ALFONSO ARMADA, periodista corresponsal de El País y ABC.
Ser testigo del aquí y el ahora, agudizar los sentidos y poder informar del hecho que ocurre ante sus ojos es el objetivo del periodista. Si además el acontecimiento en cuestión se convierte en Historia, la profesión redimensiona su sentido y anima a seguir creyendo en su fin, que no es otro que contar lo que ocurre de la manera más objetiva y libre. Alfonso Armada (Vigo, 1958) puede decir que él estuvo allí en un buen puñado de esos momentos, ya que en los 90 comprobó por sí mismo los horrores de las última guerra civil europea, la de los Balcanes, para pasar después a ser testigo de la crueldad del exterminio en Ruanda.Ya en el nuevo siglo asistió in situ al atentado terrorista de las Torres Gemelas de Nueva York, hecho que cambiaría el rumbo del mundo. Hablamos con él aprovechando su paso por Casa Mediterráneo dentro del ciclo “Periodistas y el Mediterráneo”, donde habló de sus experiencias y expuso su visión del periodismo actual.
—Estar en el momento justo en el lugar adecuado es el resultado de diferentes circunstancias, entre las que se cuenta el olfato de la noticia, la intuición y, a veces, la suerte. ¿Cómo viviste aquellos convulsos años de fin de siglo desde la primera línea de la noticia como corresponsal en los Balcanes y después de Ruanda, ambos conflictos civiles?
—Cuando me propusieron ir, me imaginé una bala entrando en cámara lenta en mi cabeza, pero también pensé que me gustaría aprender a contar una guerra y sobre todo, si era capaz de manejar mi propio miedo. No sabía mucho de la historia de los Balcanes, que es muy compleja, ni de balística ni de táctica militar, y pensé en ayudar al lector a ponerse en el lugar del otro. Me hacía otro tipo de preguntas al margen del número de víctimas o cambios de frente, más relacionadas con el día a día de la gente: si se enamora, si celebra cumpleaños, si va al teatro…y pensé que esas historias podían ayudar a los lectores a hacerse una idea de lo que era vivir en guerra. Y fue lo que hice.
Una de las cosas que más me fascinaron fue descubrir que los actores de Sarajevo decidieron que era más importante para el futuro de la ciudad y de ellos mismos como personas hacer teatro que ir a combatir al frente. Y ensayar para ellos suponía atravesar calles batidas por los francotiradores -varios fueron heridos o asesinados mientras iban a ensayar-, y cuando el público iba a ver una obra de teatro, se jugaban la vida en ello. Para mí contaba mucho ese espíritu por no convertirte en una alimaña, porque lo que ocurre en las guerras es que sale lo mejor y lo peor de una persona.

Relación de entradas:
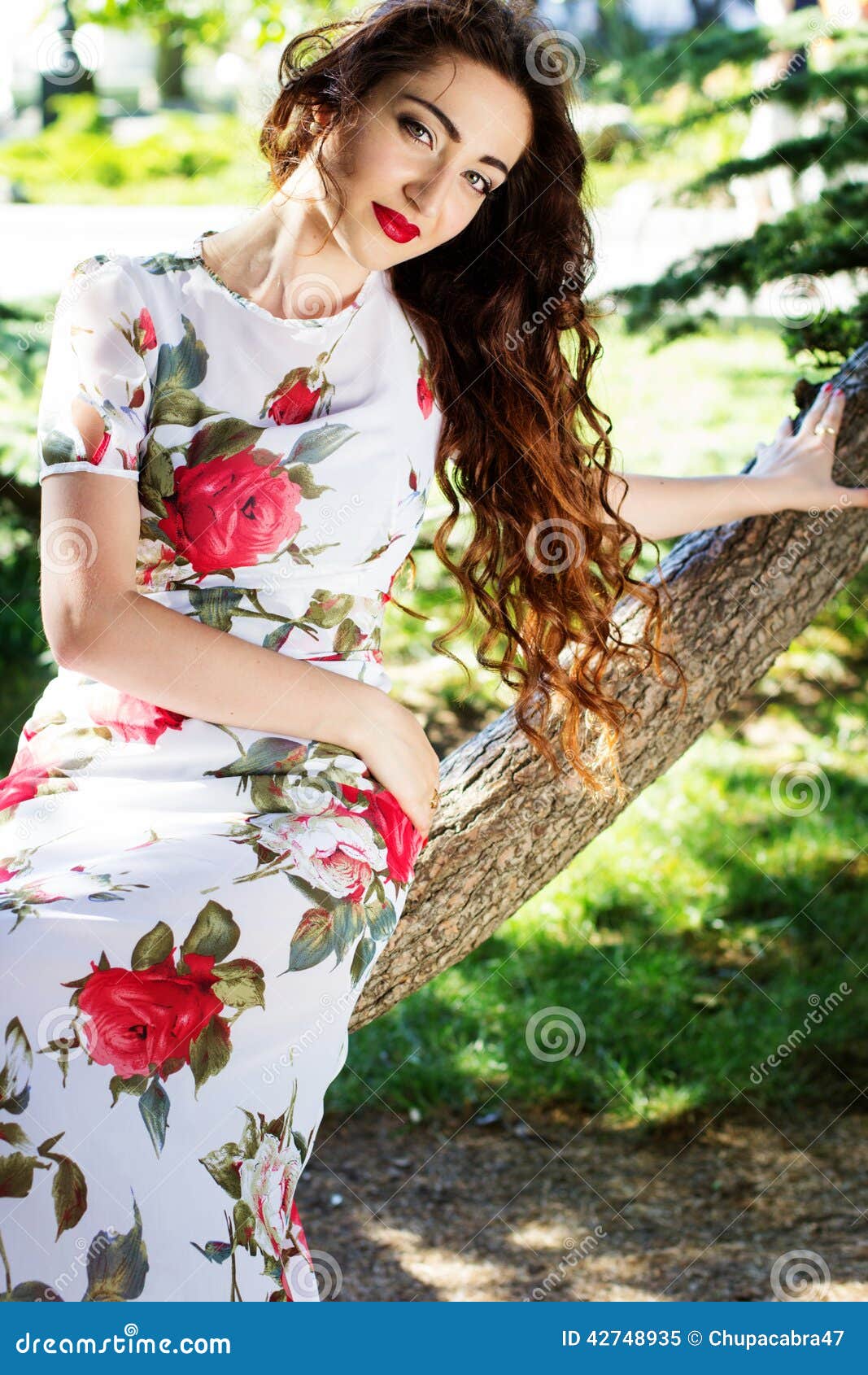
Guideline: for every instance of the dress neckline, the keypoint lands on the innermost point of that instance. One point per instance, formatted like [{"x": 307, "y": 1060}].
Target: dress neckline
[{"x": 294, "y": 323}]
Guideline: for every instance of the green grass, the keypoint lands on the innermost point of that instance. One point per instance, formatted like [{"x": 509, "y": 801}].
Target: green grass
[{"x": 690, "y": 936}]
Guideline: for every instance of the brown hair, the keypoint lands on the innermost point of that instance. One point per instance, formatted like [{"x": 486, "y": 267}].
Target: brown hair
[{"x": 491, "y": 304}]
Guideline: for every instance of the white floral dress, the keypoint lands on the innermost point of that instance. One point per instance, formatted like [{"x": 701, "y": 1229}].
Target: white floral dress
[{"x": 193, "y": 909}]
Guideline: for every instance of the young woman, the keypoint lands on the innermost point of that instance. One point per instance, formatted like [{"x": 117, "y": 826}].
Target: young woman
[{"x": 211, "y": 825}]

Objetivo:
Prosigue la entrevista al periodista Alfonso Armada a partir de su última frase. Las entradas no intervienen en este ejercicio.

Respuesta al ejercicio:
También descubrí que si manejas tu miedo, el escribir sobre lo que ves es una especie de protección psicológica que te impide paralizarte, dando un sentido al viaje.
—De ahí viajas a Ruanda, otra guerra civil. Los mismo horrores en distintos escenarios…
—Fui a Sarajevo tres veces durante el cerco, y pensaba que estaba vacunado contra el miedo, pero estaba equivocado. En aquella época estaba en la sección de internacional y me abrumaba que un periódico como «El País» diera tan poca información de África. Cuando empezaron a llegar noticias de Ruanda le dije a Jesús Ceberio, director entonces, que deberíamos ir allí. “Ruanda está muy lejos y cuando lleguemos habrá terminado”, me dijo. Pero pasaban los días y seguían llegando fotografías pavorosas, y entonces me embarqué en un avión y en dos días llegué a Kigali, donde me encontré con atrocidades a una escala tan tremenda que nadie te prepara para eso. Fue una experiencia brutal.
En estas ocasiones, el periodista tiene que intentar explicar lo que parece inexplicable y no recurrir a estereotipos. Explicar el contexto, la historia, en qué medida la colonización belga influyó dando el poder a los tutsis en detrimento de los hutus…Muchas veces los periodistas simplificamos historias complejas, y en el caso de África más, compuesta por 53 países, cada uno con su propia historia y no tienes tiempo ni espacio para poder explicarla, junto con la voluntad del periodista de contarla y del lector de informarse de verdad.
—En África estuviste hasta 1999 y de allí pasas a cubrir la información de Nueva York y la ONU para el diario ABC. Pasas de las zonas de guerra al lugar donde se supone que se solucionan los conflictos mundiales a nivel político.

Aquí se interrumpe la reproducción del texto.